### TREŚĆ ZADANIA
Proszę zwrócić każdy wiersz z poniższych pozycji, który zawiera słowo „forested”. Wielkość liter ma znaczenie.
:: ZESTAW POZYCJI ::
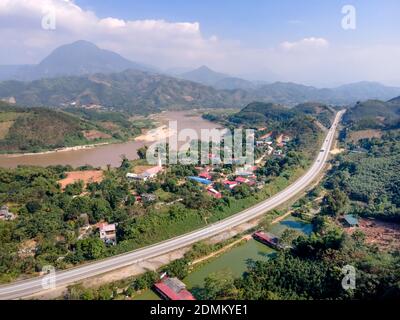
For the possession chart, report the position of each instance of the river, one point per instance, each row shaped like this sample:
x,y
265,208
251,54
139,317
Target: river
x,y
111,154
235,261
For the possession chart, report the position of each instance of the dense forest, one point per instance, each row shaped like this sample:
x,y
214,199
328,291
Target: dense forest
x,y
369,175
40,129
374,114
313,270
49,219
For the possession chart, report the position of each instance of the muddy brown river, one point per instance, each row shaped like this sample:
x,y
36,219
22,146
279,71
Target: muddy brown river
x,y
112,154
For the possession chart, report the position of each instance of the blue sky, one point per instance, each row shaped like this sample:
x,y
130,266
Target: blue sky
x,y
286,40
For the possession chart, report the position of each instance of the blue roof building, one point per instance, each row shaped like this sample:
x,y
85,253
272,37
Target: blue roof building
x,y
351,220
201,180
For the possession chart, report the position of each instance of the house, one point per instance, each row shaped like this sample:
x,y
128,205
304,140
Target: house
x,y
214,193
241,180
266,137
286,138
108,233
350,220
5,214
146,175
205,175
148,197
136,177
172,289
201,180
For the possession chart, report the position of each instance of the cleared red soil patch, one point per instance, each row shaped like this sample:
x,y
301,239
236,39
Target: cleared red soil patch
x,y
94,134
86,176
383,234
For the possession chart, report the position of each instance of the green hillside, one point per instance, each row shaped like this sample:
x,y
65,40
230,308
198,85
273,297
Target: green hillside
x,y
374,114
133,91
321,112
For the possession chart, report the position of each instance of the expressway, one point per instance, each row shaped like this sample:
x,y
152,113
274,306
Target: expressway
x,y
26,288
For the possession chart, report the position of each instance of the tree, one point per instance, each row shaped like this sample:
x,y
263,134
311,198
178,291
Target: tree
x,y
288,236
142,152
33,206
90,248
219,285
178,268
335,203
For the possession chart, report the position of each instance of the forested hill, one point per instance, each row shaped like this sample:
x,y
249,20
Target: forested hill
x,y
374,114
133,91
40,129
269,114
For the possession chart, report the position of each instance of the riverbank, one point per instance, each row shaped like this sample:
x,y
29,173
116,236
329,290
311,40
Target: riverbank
x,y
109,152
65,149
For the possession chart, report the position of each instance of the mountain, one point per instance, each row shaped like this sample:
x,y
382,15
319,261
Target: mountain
x,y
130,90
232,83
365,90
374,114
78,58
203,75
262,113
292,93
39,129
323,113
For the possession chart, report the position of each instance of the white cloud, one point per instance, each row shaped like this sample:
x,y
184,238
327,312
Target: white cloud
x,y
167,44
306,44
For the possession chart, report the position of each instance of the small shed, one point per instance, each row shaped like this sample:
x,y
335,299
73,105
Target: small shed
x,y
350,220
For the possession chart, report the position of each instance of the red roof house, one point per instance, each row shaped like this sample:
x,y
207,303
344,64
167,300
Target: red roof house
x,y
214,193
205,175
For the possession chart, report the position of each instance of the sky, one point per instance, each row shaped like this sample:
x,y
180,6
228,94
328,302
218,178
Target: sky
x,y
286,40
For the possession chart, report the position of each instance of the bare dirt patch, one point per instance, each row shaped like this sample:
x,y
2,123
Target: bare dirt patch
x,y
383,234
95,134
4,128
86,176
356,136
109,125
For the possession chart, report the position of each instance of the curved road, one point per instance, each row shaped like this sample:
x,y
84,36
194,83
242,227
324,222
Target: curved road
x,y
29,287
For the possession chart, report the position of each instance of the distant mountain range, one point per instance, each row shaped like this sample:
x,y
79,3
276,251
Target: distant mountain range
x,y
81,73
78,58
374,114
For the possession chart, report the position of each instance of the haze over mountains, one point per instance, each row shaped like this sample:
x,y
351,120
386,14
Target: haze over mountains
x,y
81,73
78,58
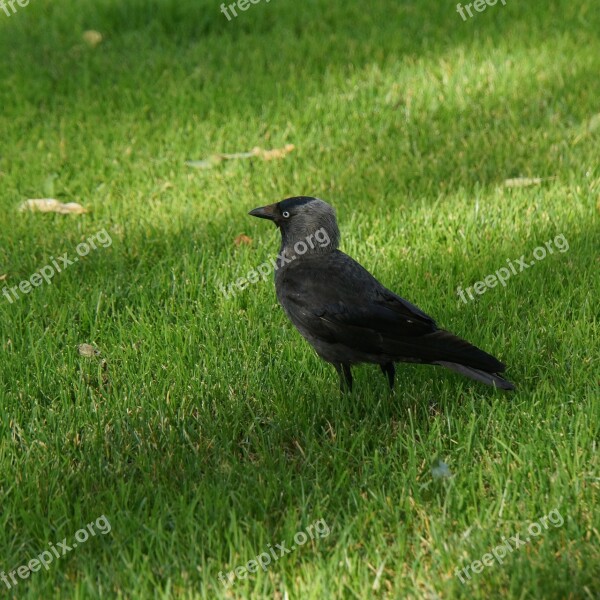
:::
### OCZEKIWANA ODPOWIEDŹ
For the possession chart, report the position of each instance of the forested hill, one point per instance, each row shaped like this sample:
Target: forested hill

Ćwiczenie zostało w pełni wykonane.